> _Text segment_:

* BEGIN *

Headlines of the day I: Spies, lies, hawks, hacks


Today’s tales from the dark side begin with another Snowden leak, this one Norse. From Dagbladet:

Norway´s secret surveillance of Russian politics for the NSA

The Norwegian Intelligence Service conducts surveillance of politicians, energy policy and other civilian «targets» in Russia – and provides this information for the USA.

A Top Secret document shows the extensive cooperation between the Norwegian Intelligence Service (NIS) and the US National Security Agency (NSA). It confirms and specifies that Norway is conducting surveillance on Russia and that the NIS is sharing intelligence information with the NSA.

The NIS provides the NSA with information on:

  • Politicians
  •  Energy
  • Armament

Here’s a video report from RT, a news agency of the governmnent that’s the target of those NSA/Norse ops:

Revealed: Norway widely spies on Russia for NSA – new Snowden leak

Program notes:

The latest leak from Edward Snowden has exposed Norway’s role in America’s global spying operations. The Nordic country has been sharing intelligence with the U.S. on Russia’s political elite, as well as oil and gas companies and ordinary civilians. Helge Luras, director of the Center for International and Strategic Analysis, joins RT studio.

From the Associated Press, exultation:

Snowden: NSA’s indiscriminate spying ‘collapsing’

National Security Agency leaker Edward Snowden wrote in a lengthy “open letter to the people of Brazil” that he’s been inspired by the global debate ignited by his release of thousands of National Security Agency documents, and that the NSA’s culture of indiscriminate global espionage “is collapsing.”

* END *

> _Task 1_: Please write out the part of the Snowden leak excerpt that opens with the words containing "Today’s tales from" and closes with "with the NSA.".

> _Data lines_:
* BEGIN *

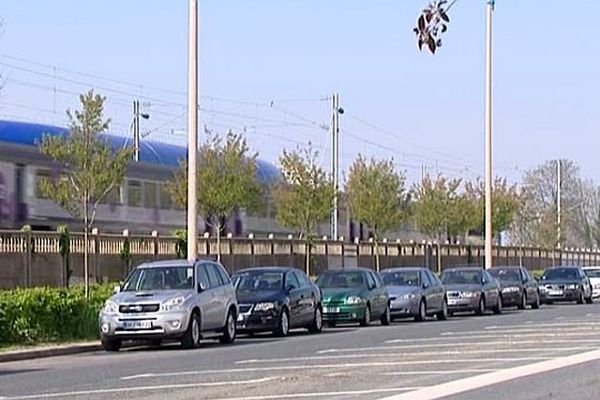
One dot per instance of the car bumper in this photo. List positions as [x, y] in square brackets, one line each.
[566, 295]
[343, 313]
[156, 325]
[403, 308]
[511, 299]
[463, 304]
[262, 322]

* END *

> _Task 2_: Rewrite all the records with "car bumper" swapped for "vehicle bumper" and everything else unchanged. Omit the pictures.

> _Complete answer 1_:
Today’s tales from the dark side begin with another Snowden leak, this one Norse. From Dagbladet:

Norway´s secret surveillance of Russian politics for the NSA

The Norwegian Intelligence Service conducts surveillance of politicians, energy policy and other civilian «targets» in Russia – and provides this information for the USA.

A Top Secret document shows the extensive cooperation between the Norwegian Intelligence Service (NIS) and the US National Security Agency (NSA). It confirms and specifies that Norway is conducting surveillance on Russia and that the NIS is sharing intelligence information with the NSA.

> _Complete answer 2_:
One dot per instance of the vehicle bumper in this photo. List positions as [x, y] in square brackets, one line each.
[566, 295]
[343, 313]
[156, 325]
[403, 308]
[511, 299]
[463, 304]
[262, 322]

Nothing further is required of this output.